● Exercise prompt
Write out the records below word for word, line for line. Leave out the pictures.

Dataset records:
|---|
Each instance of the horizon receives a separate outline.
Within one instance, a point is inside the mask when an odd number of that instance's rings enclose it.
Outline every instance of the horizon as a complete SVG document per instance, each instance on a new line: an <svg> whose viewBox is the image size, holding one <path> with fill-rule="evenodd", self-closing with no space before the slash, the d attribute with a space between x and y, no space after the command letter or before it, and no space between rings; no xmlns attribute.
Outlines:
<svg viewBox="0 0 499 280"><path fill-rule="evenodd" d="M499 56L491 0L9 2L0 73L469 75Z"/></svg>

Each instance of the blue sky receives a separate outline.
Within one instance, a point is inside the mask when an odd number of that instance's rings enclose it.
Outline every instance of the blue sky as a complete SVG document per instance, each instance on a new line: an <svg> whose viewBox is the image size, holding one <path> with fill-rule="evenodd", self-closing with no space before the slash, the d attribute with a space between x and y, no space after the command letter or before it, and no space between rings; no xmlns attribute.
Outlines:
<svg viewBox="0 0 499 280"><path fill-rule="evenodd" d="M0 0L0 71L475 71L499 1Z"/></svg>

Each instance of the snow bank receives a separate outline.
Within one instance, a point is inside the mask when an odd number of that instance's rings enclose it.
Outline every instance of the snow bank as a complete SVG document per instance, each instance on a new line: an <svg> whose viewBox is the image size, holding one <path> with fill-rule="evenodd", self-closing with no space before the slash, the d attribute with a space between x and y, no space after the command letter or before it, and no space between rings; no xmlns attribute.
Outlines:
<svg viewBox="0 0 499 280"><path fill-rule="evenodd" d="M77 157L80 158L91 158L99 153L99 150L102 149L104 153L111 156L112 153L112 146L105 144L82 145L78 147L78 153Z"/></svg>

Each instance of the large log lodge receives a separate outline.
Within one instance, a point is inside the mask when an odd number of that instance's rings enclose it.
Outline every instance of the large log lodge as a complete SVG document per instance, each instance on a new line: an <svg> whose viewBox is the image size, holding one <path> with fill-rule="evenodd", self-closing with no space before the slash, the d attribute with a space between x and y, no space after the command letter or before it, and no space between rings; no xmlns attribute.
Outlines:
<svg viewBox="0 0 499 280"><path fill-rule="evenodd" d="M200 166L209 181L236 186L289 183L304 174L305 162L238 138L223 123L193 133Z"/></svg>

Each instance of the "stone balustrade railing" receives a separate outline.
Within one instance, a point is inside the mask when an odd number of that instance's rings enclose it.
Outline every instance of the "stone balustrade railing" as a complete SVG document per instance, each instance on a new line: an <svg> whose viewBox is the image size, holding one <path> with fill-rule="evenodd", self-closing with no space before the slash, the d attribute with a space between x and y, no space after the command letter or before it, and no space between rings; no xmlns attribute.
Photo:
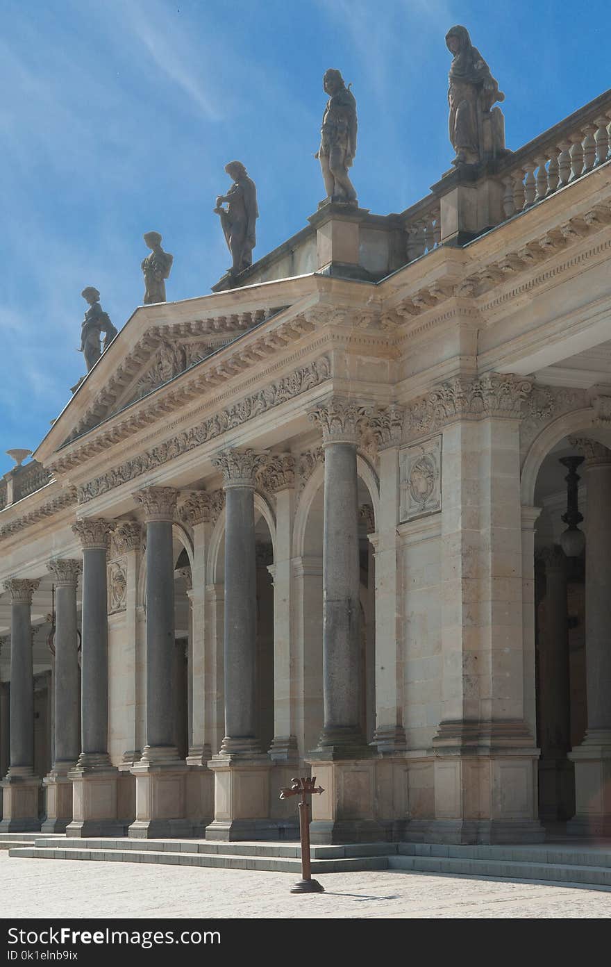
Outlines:
<svg viewBox="0 0 611 967"><path fill-rule="evenodd" d="M609 159L611 91L508 156L498 176L505 216L525 211Z"/></svg>
<svg viewBox="0 0 611 967"><path fill-rule="evenodd" d="M441 243L441 207L439 198L429 194L401 215L407 235L407 260L413 262L432 251Z"/></svg>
|---|
● Answer in full
Each instance of the horizon receives a separate outline.
Within one instance, a point is inside the mask when an odd number of that instance's rings enclose it.
Outline every instance of the horizon as a complete SVG document per instance, each instance on a new line: an <svg> whose viewBox is the image size, holding one <path> with fill-rule="evenodd", self-closing with no space before the slash, the d attribute with a space between x and y, no space after the command letter or before it, and no space between rings; no xmlns attribute.
Outlines:
<svg viewBox="0 0 499 280"><path fill-rule="evenodd" d="M499 56L491 0L9 2L0 73L469 75Z"/></svg>

Each instance of the blue sky receives a separate outline.
Within one instance, a point is inside the mask when an odd number of that instance's rings enclose it.
Outline every instance of the blue sky as a complete SVG document per instance, each instance on a new line: an <svg> whose viewBox is the image size, holding one <path> with fill-rule="evenodd", self-closing with no space before the slash, the d attribute with a space between x and y, no space after the command letter or before it, and no space between rings; no xmlns attribute.
Outlines:
<svg viewBox="0 0 499 280"><path fill-rule="evenodd" d="M0 0L0 71L475 71L499 1Z"/></svg>

Each instance of the snow bank receives a separate outline.
Within one instance, a point is inside the mask when an odd number of that instance's rings enclose it.
Outline every instance of the snow bank as a complete SVG document per instance, each instance on a new line: an <svg> whose viewBox is the image size, holding one <path> with fill-rule="evenodd", self-closing with no space before the slash, the d attribute with a space between x and y, no space after the command letter or before it, and no space between rings; no xmlns attribute.
Outlines:
<svg viewBox="0 0 499 280"><path fill-rule="evenodd" d="M77 157L80 158L91 158L99 153L99 150L102 149L104 153L111 156L112 153L112 146L105 144L82 145L78 147L78 153Z"/></svg>

Each instance of the large log lodge receives a separate outline.
Within one instance, a point is inside the mask when an odd number of that instance's rings enclose it.
Outline every instance of the large log lodge as a complete SVG document per instance, each instance on a new line: an <svg> whose viewBox is the image size, holding one <path> with fill-rule="evenodd", self-closing with no space before the slash, the d attribute with a space between x and y, no space after the command letter or before it, and no space between rings; no xmlns attribute.
Outlines:
<svg viewBox="0 0 499 280"><path fill-rule="evenodd" d="M200 166L209 181L236 186L289 183L304 174L305 162L238 138L223 123L193 133Z"/></svg>

Each instance of the "stone balustrade railing" receives a separate outline.
Within one instance, a point is inside the mask when an odd number of that instance's rings enclose it.
Outline every instance of the "stone balustrade railing" as a complete SVG document per instance, each instance on a new line: an <svg> whose viewBox is the image size, holding one <path> with fill-rule="evenodd", self-closing with no space before the slash, the d attribute with a space between x and y, no space after the command letter or before it, and no space between rings; no xmlns attribute.
Photo:
Outlines:
<svg viewBox="0 0 611 967"><path fill-rule="evenodd" d="M609 159L611 91L508 156L498 176L505 216L525 211Z"/></svg>
<svg viewBox="0 0 611 967"><path fill-rule="evenodd" d="M441 243L441 207L439 198L429 194L401 215L407 235L407 260L413 262L432 251Z"/></svg>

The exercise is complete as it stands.